» To do:
Give back every record verbatim, but not the pictures.
*** Provided data
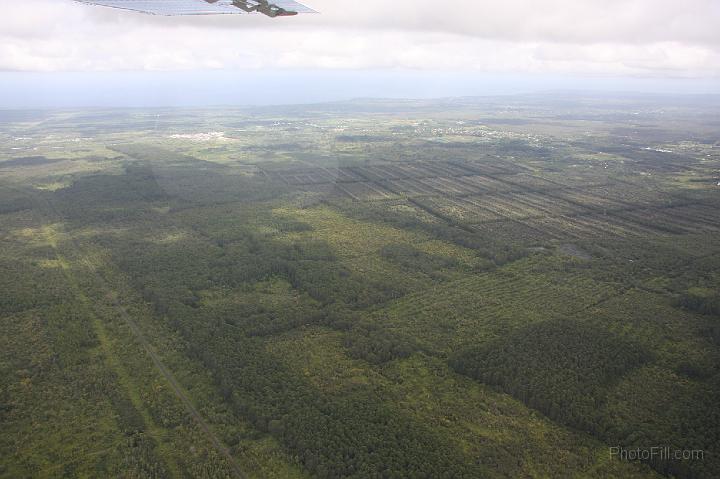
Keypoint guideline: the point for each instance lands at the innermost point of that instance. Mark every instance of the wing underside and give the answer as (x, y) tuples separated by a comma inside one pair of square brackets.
[(190, 7)]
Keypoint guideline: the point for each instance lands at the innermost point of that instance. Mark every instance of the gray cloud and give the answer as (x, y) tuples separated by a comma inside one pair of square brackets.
[(599, 37)]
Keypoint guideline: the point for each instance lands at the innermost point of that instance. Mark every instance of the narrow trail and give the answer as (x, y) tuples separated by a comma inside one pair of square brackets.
[(137, 332)]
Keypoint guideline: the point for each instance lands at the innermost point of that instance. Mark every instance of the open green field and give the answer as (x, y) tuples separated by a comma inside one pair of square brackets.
[(475, 288)]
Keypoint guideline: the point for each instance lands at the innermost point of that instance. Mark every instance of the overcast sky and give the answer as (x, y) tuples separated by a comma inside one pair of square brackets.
[(646, 40)]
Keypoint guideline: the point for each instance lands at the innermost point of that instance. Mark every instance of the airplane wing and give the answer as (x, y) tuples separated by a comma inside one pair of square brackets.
[(205, 7)]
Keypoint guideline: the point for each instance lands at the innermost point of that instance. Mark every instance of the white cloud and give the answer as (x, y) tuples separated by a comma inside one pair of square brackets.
[(606, 37)]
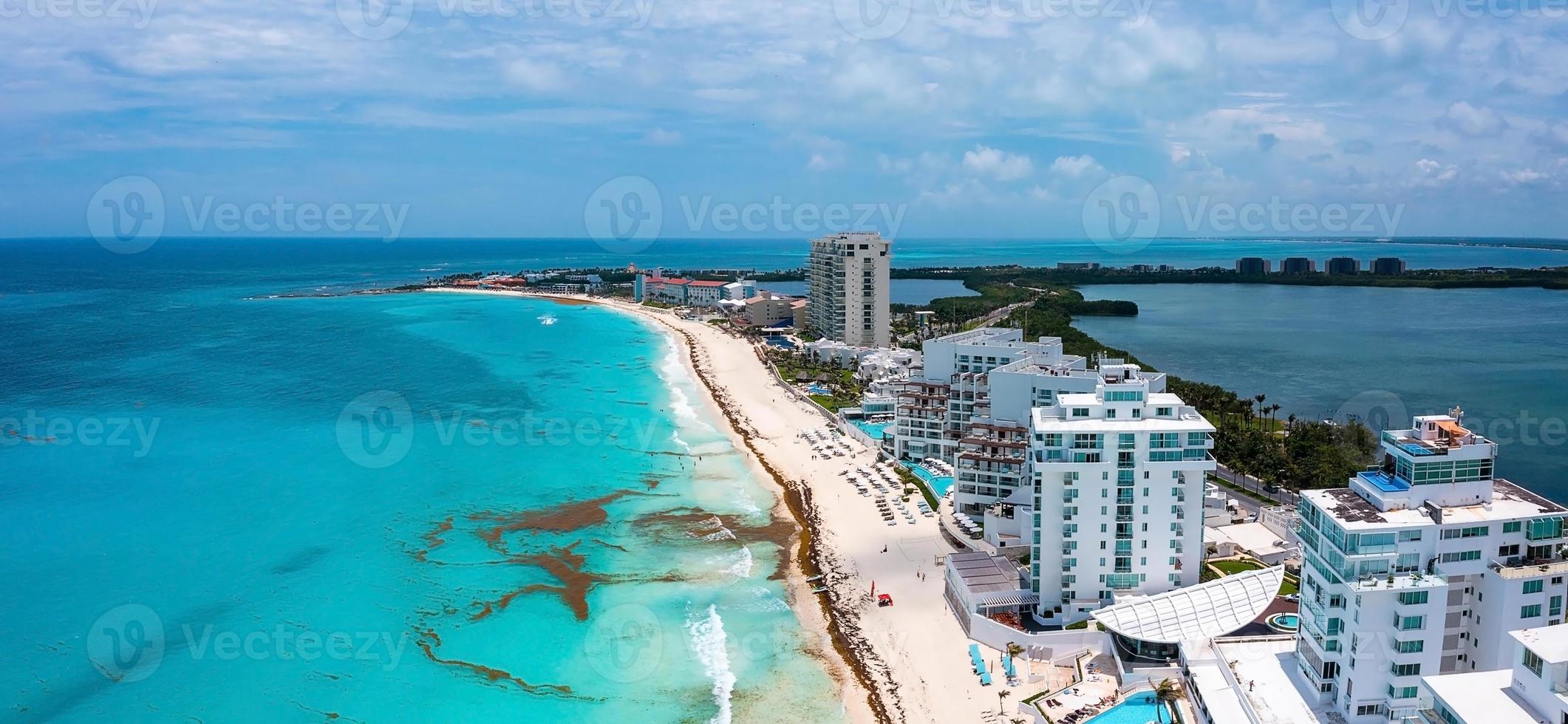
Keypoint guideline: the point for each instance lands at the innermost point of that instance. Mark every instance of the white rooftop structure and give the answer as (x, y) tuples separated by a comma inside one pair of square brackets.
[(1196, 613)]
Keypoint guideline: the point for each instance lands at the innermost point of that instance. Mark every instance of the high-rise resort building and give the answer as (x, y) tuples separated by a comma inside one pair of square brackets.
[(1421, 567), (847, 289), (1533, 690), (969, 405), (1119, 477)]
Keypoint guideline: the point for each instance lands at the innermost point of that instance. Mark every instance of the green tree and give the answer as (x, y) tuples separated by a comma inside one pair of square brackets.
[(1165, 693)]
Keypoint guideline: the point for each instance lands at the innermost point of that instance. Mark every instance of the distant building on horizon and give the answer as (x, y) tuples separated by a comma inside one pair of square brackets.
[(847, 278), (1253, 265), (1343, 265), (1388, 265), (1297, 265)]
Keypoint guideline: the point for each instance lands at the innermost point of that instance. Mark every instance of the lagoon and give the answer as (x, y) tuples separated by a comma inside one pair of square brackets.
[(1376, 353)]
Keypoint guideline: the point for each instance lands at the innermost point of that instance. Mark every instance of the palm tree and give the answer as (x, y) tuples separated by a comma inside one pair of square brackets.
[(1165, 693), (1013, 651)]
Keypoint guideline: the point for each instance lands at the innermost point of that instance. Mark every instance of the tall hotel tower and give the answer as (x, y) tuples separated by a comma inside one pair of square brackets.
[(847, 287)]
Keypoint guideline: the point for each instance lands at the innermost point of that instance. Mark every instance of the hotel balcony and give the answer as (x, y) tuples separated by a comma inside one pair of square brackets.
[(1383, 480), (1527, 567), (1453, 440)]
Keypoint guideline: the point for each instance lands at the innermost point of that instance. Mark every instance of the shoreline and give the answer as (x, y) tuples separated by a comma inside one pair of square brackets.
[(894, 663), (862, 707)]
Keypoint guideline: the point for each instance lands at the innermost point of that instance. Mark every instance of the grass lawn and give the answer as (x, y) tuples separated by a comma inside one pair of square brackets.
[(1231, 567)]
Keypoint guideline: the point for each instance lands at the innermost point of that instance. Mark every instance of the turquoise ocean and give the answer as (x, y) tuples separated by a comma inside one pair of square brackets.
[(225, 503), (222, 507)]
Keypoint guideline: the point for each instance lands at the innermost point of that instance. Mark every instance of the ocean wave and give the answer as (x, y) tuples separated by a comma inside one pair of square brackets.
[(718, 535), (709, 644), (675, 377)]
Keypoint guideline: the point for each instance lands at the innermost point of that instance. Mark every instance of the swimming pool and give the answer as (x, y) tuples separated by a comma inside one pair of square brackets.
[(940, 483), (1283, 623), (1137, 708), (876, 430)]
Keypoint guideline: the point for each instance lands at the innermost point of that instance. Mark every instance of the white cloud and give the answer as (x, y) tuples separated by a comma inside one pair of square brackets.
[(661, 137), (535, 75), (1524, 176), (998, 163), (1471, 121), (1076, 165)]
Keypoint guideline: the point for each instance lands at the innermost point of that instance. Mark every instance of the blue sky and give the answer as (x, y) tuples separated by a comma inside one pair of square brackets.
[(978, 118)]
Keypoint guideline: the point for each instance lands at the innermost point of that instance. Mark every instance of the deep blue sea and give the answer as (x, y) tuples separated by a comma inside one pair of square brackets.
[(369, 508), (222, 505)]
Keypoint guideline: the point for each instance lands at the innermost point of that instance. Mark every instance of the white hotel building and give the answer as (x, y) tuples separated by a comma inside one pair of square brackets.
[(969, 406), (1119, 477), (1533, 690), (1421, 567), (847, 278)]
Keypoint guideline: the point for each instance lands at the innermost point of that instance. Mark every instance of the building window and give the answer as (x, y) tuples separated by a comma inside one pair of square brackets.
[(1533, 662)]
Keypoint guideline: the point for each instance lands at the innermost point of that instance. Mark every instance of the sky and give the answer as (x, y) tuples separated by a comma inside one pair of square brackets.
[(753, 118)]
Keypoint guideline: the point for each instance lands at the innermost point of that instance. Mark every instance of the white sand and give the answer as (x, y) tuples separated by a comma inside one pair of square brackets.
[(915, 651)]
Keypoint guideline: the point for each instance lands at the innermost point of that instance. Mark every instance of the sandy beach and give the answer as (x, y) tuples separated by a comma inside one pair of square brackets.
[(905, 663)]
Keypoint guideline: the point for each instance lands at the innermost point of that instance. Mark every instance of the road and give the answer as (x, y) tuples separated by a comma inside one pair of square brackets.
[(1253, 485)]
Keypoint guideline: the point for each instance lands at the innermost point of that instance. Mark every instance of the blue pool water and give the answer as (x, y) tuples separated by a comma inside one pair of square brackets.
[(940, 483), (876, 430), (1139, 708)]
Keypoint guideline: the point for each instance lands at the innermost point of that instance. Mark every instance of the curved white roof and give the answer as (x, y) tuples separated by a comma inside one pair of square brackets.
[(1196, 613)]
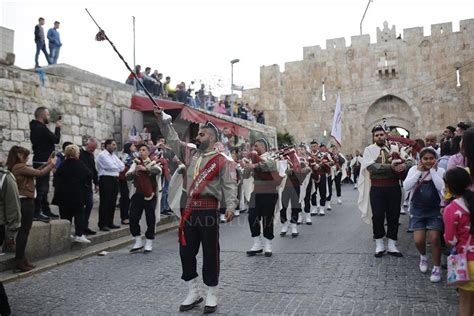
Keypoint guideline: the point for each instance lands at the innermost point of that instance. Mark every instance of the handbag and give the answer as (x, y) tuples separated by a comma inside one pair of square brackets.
[(458, 272)]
******
» Your response:
Keypoint guideline: the point for each instance lands at the innermost point of that instance. Mark every instance of the wing underside and give the answer as (x, y) tuples separated by a comma inside one pair of square brackets.
[(190, 7)]
Keypoint guideline: the point for each instance lands at the innermost point of that instance. Mark every instance of the gray cloud and give the answer as (x, y) tuples separated by a comma inside one pair of square brackets.
[(599, 37)]
Keypoint guideline: the point for each instance lands at the innermost point of that instance. Mark every instance of the narrow trail and give the answer as (x, y) tuples separated by a comma inside one pair of square brackets.
[(137, 332)]
Keypoint guideline: the point for each instance lands at the innermost point of that instance. Mark every instance of the open green field and give the answer as (x, y) tuples separated by a comma inside one pair of square brackets.
[(475, 288)]
Keypoint guideline: the point for each instance lands at the innermost point of that instance. Mark every instance of the overcast sky and give the answer as (x, y) tuples separated by a comma inside one pair of square brackets.
[(646, 40)]
Keypoint guideline: the point for each instance lands at the innermost point of that instance. Mark every instance of the airplane wing and give the answer as (x, y) tuples separated by a comma inside one pair of square brackets.
[(205, 7)]
Keypoint guideline: the point for each instance lands at the innermost point of that instance. Mark every instance of the white cloud and give the answer as (x, y) tuples separated by a comma inside one pair of square brackets.
[(606, 37)]
Keypoint guideline: the point for each instance lands at the innermost point of that instance. Mark every instance of the white rooftop structure and give the answer as (x, y) tuples separated by a comma inside one pair of square brackets.
[(1196, 613)]
Keypoint guideline: the point for each instance lands at the innermost point of that instance. Mark every instance of the high-rise resort building and give the answer as (x, y) tuples separated by a comma inside one pair of square brackets.
[(1421, 567), (847, 289), (1533, 690), (969, 405), (1119, 477)]
Keypoint guideline: the point for each instance lands at the innermost point of that instance. Mark every instance of the green tree and give the answer as (x, y) tuples separated by a comma inside one pair of square brackets.
[(1165, 693)]
Keypoint guideline: the point for each instance lands at the innermost point of that instance. Mark every instance of the distant building on horizon and give the answer as (x, y) tuples separated by a comma inside one pair of square brackets.
[(847, 278), (1253, 265), (1343, 265), (1388, 265), (1297, 265)]
Keypoint guideline: the point for each instance lands at the innermost point of that instance. Mark every instance of the lagoon and give the answer as (x, y) tuples separated by a comma inside one pair of square brackets.
[(1376, 353)]
Keypoint guideline: the point for each instance lands at the innermost point of that instance. Mark every instance of the palm tree and give the answer as (x, y) tuples separated by a comma inside one pair of square brackets.
[(1165, 693), (1013, 651)]
Keypoint guideline: the point for each instance lands at the innermost point of that instance. Mark every instance of the tall hotel tower and give the answer as (x, y) tuples separated by a comma inside one pair of square brackets.
[(847, 287)]
Keypoint guideline: the point for each instance lands at the innermost point of that instance. Mark every instance of the hotel balcony and give the answer as (x, y) tuples separated by a comma inside one pair of square brackets.
[(1383, 480), (1527, 567), (1453, 440)]
Keypoint guideline: the point for each instance lands at the innermost point of that instance. Mark every instance of the shoreline and give the answer as (x, y) tuples separated by a comma inside one pair of square brackets.
[(894, 663), (862, 707)]
Keypoint guideline: the point for each instance lands at the innermost point of that instance. Mark every instance of the grass lawn and give the answer as (x, y) tuples separated by a comma inside one pair of square brackets.
[(1231, 567)]
Keypoint guideline: the point for each instance lands at the innermost point of that instance. Mark every instance of the turquoise ocean and give the answer as (x, y) tuples separated by a comma inside one pair of square brackets.
[(225, 503), (222, 507)]
Keypoint guideline: the point for each instance lands at the innermost point of that instance. Mark every instance of the ocean wave and give the answer as (x, y) tuples separated by a comma inside one pair of square brackets.
[(718, 535), (709, 644), (675, 377)]
Keypoint guideline: the point for each instance lands at the innermost point of that instance. Mark every instance of the swimming pool and give the answer as (x, y) tuples separated by a comma inside one pair of square brackets.
[(940, 483), (1283, 623), (1137, 708), (876, 430)]
Keypoint guideline: the point for each instance lands at the innermost point of that instance. Mark every instance of the white cloud and give the answer as (x, y) tuples separated by a comma inside one pair of square brackets.
[(661, 137), (535, 75), (1524, 176), (998, 163), (1471, 121), (1076, 165)]
Keypoint guideline: the point for each instance lands at the innermost point of that instance. Mark every instance of the blue sky and give the answer as (x, y) tuples separated by a comma inside one pair of square brackets.
[(978, 118)]
Keypoint guideline: the point for each instance lands at the innermost point of that instance. Mark every instance of the deep blue sea and give the answer as (x, y) tuples separated by a comma inside one pair of square brackets.
[(369, 508), (222, 505)]
Keypoint guideline: the point for each instance lands at the innermost point of that instance. Mark every instance of the white hotel building and give the answer as (x, y) tuples separated by a comma inside one pair of square brackets.
[(969, 406), (1119, 477), (1533, 690), (1421, 567), (847, 278)]
Keypoint guideline: the point for each instance lands at the innermost point of that instance. Mark every instance of the building window and give the answer as (x, y) tuples separated by a comma inside one pair of square brackets.
[(1533, 662)]
Keypoint guideline: the point for each instance lands at the innermost point of that instance. Mark every instance of the sky and give the answer as (x, y) tuples separated by a comma inside one pair of square brackets.
[(753, 118)]
Keypoint guideline: the point for each instance lands at the innermost point of that instance. Mark every instance of the white sand and give the answer as (x, y) tuples separated by a comma inside one pair of square brackets.
[(915, 651)]
Keypoint guideline: the point for each instance lands at the innermost point of that instance. Mark every instance of the sandy beach and give the answer as (x, y) tuples separated by a comma inside one pair of square brackets.
[(905, 663)]
Keypoint guideline: the point for each instance lands at the innermost point of that instance. Mark every instance of the road and give the answer as (x, y) tuples separated by a comma inside one pair of square brackets.
[(1253, 485)]
Keypoint guideline: the point for each instance lands at the innermost point of that instance. Mark every instance of the blue pool water and give the answer as (x, y) tuples separated by a comma inside one pair of square brackets.
[(940, 483), (876, 430), (1139, 708)]
Keypoint guideline: the point for each instance lands at the innermost point of that instance. Mark every instance of the curved white roof and give the answer as (x, y) tuples separated by a comma inside one pair of square brackets.
[(1196, 613)]
Keypoint guideline: the point for each instance lands at the innermost point of that instance. Mark every instance of the handbag and give the answer as (x, y) tuples separated by a comma inside one pair of square brackets.
[(458, 272)]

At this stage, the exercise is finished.